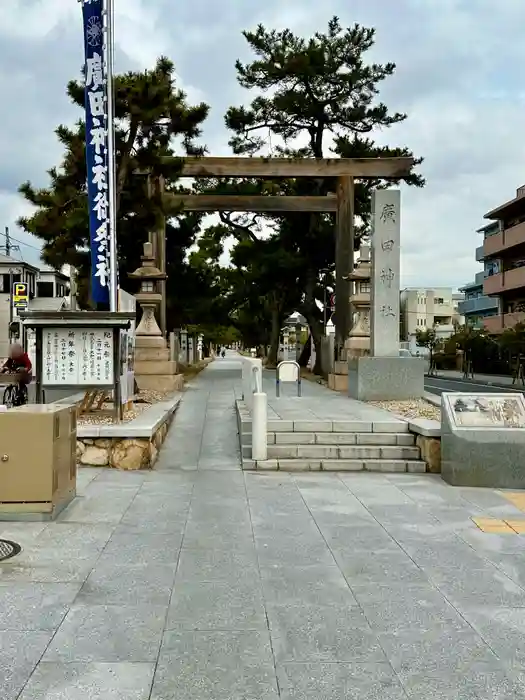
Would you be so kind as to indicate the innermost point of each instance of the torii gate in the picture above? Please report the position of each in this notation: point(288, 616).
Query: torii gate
point(344, 170)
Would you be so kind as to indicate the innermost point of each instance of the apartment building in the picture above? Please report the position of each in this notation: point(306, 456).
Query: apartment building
point(477, 306)
point(422, 309)
point(505, 251)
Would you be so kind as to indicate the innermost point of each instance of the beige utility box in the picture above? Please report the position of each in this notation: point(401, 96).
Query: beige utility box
point(37, 461)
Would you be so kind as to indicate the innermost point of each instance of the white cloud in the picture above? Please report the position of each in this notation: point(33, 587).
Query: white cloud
point(458, 77)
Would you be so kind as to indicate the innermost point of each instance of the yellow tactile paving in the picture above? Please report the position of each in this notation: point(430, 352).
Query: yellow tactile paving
point(495, 526)
point(516, 498)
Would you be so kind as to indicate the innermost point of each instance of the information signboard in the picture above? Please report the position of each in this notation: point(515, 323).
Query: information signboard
point(77, 357)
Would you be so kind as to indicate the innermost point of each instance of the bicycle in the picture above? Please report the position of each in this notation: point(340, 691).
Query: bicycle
point(15, 394)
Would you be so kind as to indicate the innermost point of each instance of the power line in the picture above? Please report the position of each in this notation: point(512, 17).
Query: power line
point(8, 246)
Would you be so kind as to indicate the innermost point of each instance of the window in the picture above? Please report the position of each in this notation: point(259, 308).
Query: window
point(6, 280)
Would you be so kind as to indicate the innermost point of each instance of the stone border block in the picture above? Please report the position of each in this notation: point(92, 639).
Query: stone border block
point(352, 426)
point(302, 426)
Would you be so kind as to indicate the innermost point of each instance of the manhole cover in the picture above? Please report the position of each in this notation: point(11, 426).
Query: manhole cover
point(9, 549)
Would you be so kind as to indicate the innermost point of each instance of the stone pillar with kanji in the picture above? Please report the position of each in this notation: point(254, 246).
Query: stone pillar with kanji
point(385, 375)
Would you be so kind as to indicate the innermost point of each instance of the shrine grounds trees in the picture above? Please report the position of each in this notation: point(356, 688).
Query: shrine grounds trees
point(151, 113)
point(315, 97)
point(310, 97)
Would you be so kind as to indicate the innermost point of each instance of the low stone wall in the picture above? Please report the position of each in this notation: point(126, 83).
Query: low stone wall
point(428, 439)
point(121, 453)
point(128, 446)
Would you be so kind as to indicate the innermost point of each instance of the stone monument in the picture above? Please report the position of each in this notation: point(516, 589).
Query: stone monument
point(483, 440)
point(153, 367)
point(358, 342)
point(384, 375)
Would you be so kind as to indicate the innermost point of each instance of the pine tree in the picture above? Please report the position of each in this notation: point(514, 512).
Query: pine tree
point(151, 115)
point(319, 96)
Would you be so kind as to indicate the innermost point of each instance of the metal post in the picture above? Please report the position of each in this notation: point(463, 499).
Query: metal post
point(109, 55)
point(10, 303)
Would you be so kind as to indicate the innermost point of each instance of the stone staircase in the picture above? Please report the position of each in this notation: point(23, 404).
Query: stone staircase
point(382, 446)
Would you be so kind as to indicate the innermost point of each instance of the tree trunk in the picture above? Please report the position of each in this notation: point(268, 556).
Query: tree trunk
point(274, 339)
point(316, 334)
point(305, 352)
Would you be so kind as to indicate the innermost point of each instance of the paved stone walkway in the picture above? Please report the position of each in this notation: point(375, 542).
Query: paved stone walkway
point(199, 582)
point(317, 403)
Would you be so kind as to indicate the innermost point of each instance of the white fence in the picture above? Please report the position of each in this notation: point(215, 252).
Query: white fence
point(257, 402)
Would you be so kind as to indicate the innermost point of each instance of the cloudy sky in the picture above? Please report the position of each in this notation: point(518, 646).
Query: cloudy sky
point(459, 78)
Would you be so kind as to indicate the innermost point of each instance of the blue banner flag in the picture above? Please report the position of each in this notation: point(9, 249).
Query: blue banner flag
point(97, 148)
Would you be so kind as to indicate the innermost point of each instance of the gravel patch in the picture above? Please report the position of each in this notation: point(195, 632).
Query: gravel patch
point(144, 400)
point(417, 408)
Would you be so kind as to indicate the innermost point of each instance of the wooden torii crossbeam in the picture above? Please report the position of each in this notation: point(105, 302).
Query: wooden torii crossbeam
point(345, 170)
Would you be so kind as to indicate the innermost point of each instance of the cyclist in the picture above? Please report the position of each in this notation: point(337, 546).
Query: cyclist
point(18, 363)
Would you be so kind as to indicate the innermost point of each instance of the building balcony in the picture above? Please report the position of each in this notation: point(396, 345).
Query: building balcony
point(504, 281)
point(500, 242)
point(478, 305)
point(480, 277)
point(497, 324)
point(360, 299)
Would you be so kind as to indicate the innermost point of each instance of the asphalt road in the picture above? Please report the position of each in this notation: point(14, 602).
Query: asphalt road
point(437, 385)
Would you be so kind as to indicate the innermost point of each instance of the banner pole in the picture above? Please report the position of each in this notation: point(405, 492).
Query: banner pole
point(113, 267)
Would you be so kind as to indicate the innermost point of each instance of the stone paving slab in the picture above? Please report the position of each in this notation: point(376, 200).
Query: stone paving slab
point(198, 581)
point(318, 404)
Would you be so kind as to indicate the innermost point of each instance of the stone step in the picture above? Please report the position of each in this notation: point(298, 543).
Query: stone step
point(155, 367)
point(337, 426)
point(152, 354)
point(389, 466)
point(359, 452)
point(405, 439)
point(337, 440)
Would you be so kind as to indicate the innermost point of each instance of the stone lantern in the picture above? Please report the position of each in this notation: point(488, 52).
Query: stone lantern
point(149, 297)
point(153, 368)
point(358, 343)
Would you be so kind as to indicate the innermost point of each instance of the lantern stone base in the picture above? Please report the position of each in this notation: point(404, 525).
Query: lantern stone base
point(153, 369)
point(161, 354)
point(152, 366)
point(338, 382)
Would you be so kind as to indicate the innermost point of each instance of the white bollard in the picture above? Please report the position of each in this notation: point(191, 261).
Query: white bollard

■ Task requirements:
Your task is to set down every entry exactly, leaving out any picture it contains.

■ Answer to the problem:
Would you be so kind as to indicate the innermost point of each instance of the torii gate in the picture above? Please report the position of each in this notation: point(288, 616).
Query: torii gate
point(344, 170)
Would you be so kind as to indicate the innermost point of each instance of the apartment building in the picture above? Please report the position of each in this notation: point(306, 456).
Query: apartment building
point(477, 306)
point(422, 309)
point(505, 251)
Would you be so kind as to indicate the innermost point of each instance of the beige utility box in the picture above? Please report the position of each in this notation: point(401, 96).
Query: beige utility box
point(37, 461)
Would you be so kind as to indicate the innermost point of each instance of the white cloud in the picture above? Please report the position of each in this notation: point(33, 587).
Query: white cloud
point(458, 77)
Would you be so kind as to indicate the innermost point of each instance of the yellow tactile paving in the picture above? Please report the position of each in this notation: point(430, 352).
Query: yellow tactile paving
point(495, 526)
point(516, 498)
Would you be so kind as to indicate the innermost point of each instance of the information signboard in the picture above? Please report the position of each in this notation: point(515, 323).
Query: information signboard
point(77, 357)
Would you be so kind as to indicate the innermost point of each instance of the bicycle in the picture above? Please report the position of each in this notation: point(340, 691).
Query: bicycle
point(15, 394)
Would you be so kind as to indicate the innermost point of each instance of the power line in the picture above? Please report the position of each in this notation: point(512, 17).
Query: power line
point(8, 246)
Would you be so kind as to indicate the innermost point of each instance of the window in the picture above? Please report the position of each in this notation: point(259, 308).
Query: window
point(6, 280)
Would you be so kind as to indicate the innermost point of each instance of the stone border block in the picture above? Please report the position of each in this notation: point(92, 639).
Query: stone border block
point(352, 426)
point(302, 426)
Would you be so kind as to indicate the innermost point of each instance of the manhole cover in the picture above? Please report the position of each in this notation: point(11, 426).
Query: manhole cover
point(9, 549)
Would you be so kind as to indicate the innermost point of each instance of the stone pillar with kanji in the picture above? Please report the position of each in this notation: point(254, 246).
Query: stone pillar with kanji
point(385, 375)
Would you be so kind as to indicate the innermost point of each instance of the shrine grounds trees in the picture above? Please report the position of each in this notation: point(356, 688).
Query: shrine grounds trees
point(151, 113)
point(315, 97)
point(310, 97)
Would you be so kind as to indicate the innermost point of each instance of the low stone wall in the picture above? Please report the position of each in this notation: point(126, 83).
Query: low stone wall
point(428, 439)
point(121, 453)
point(128, 446)
Would you be so kind as to indicate the innermost point of each instance of the stone monument in the picture above? Please report the position of each in this notation: point(516, 589).
Query: stone monument
point(483, 440)
point(153, 367)
point(358, 342)
point(384, 375)
Would you be so kind as to indicate the innermost point of each instance of the pine tree in the picture above? Please report the position of each in this notation: point(514, 512).
Query: pine tree
point(151, 115)
point(319, 96)
Would you be so kind as to indicate the innermost point of each instance of the metal post in the picture above? Please report the position of each in this notation: point(463, 499).
Query: metal post
point(109, 55)
point(10, 303)
Would you be so kind as to indicate the innermost point of each instance of the stone staircase in the picture above? Please report the position of each in this notation: point(23, 404).
Query: stone staircase
point(382, 446)
Would you be so kind as to indicate the innermost point of each instance of the tree trunk in the picture above? Please report the position of each in this notation: point(268, 556).
Query: tree trunk
point(274, 339)
point(316, 334)
point(305, 352)
Would you be so kind as to indicate the innermost point of each instance of the paved stone walkway in the picture above? Please report the position of each in this notation: point(375, 542).
Query: paved stone walkway
point(199, 582)
point(317, 403)
Would you be so kind as to indicate the innermost point of each instance of the white fence in the picture above? Please report the position of each in this notation: point(215, 252).
Query: white fence
point(257, 402)
Would you be so kind as to indicate the innermost point of each instance of the cloudy sky in the picture above? Please report the position of each in this notation: point(518, 646).
Query: cloudy sky
point(459, 78)
Would you be so kind as to indicate the innermost point of each instance of the blue banner flag in the picture above? Please report the position of each in this notation: point(9, 249).
Query: blue banner flag
point(97, 148)
Would you be so kind as to indicate the innermost point of each instance of the gravel patch in the picture above? Please report the position of each in this notation: point(195, 632).
Query: gravel patch
point(144, 400)
point(417, 408)
Would you be so kind as to indicate the innermost point of each instance of the wooden torii crossbeam in the picture above? Please report the position of each in this notation: point(105, 302).
Query: wooden torii crossbeam
point(345, 170)
Would you be so kind as to indicate the innermost point of each instance of the cyclist in the picture above? Please report the position of each in this notation: point(337, 546).
Query: cyclist
point(18, 363)
Would you be so kind as to indicate the innermost point of each instance of the building balcony in the picture above? Please report the position of each in this notation: point(396, 345).
Query: building balcony
point(504, 281)
point(500, 242)
point(478, 305)
point(480, 277)
point(497, 324)
point(360, 299)
Would you be so kind as to indicate the innermost point of each instance of the asphalt road in the picture above? Please report the position of each in this notation: point(14, 602).
Query: asphalt road
point(437, 385)
Would you be so kind as to indicate the innermost point of each instance of the banner pole in the picture above? Please report the position of each in this notation: point(405, 492).
Query: banner pole
point(113, 267)
Would you be so kind as to indicate the innermost point of each instance of the stone paving slab in the picture above? Please report the position of each in this notation: point(376, 200).
Query: stone paving slab
point(198, 581)
point(318, 404)
Would you be so kind as to indicate the innermost point of each instance of the stone step in the picture above? Please report the position of each in this notation: point(298, 543).
Query: stone step
point(155, 367)
point(337, 426)
point(152, 354)
point(389, 466)
point(359, 452)
point(405, 439)
point(337, 440)
Would you be so kind as to indicate the innermost point of each instance of the stone lantern in the picture above? Please report the position of each in this notation: point(488, 52).
Query: stone lantern
point(149, 297)
point(153, 368)
point(358, 343)
Would you be so kind as to indicate the innermost point of each instance of the lantern stone base in the picture above? Please report the position of each in this notation: point(404, 525).
Query: lantern stone base
point(153, 369)
point(161, 354)
point(152, 366)
point(338, 382)
Would you be so kind as to indicate the innermost point of each instance of the white bollard in the picture above? Please report the position of each in this notation: point(191, 261).
Query: white bollard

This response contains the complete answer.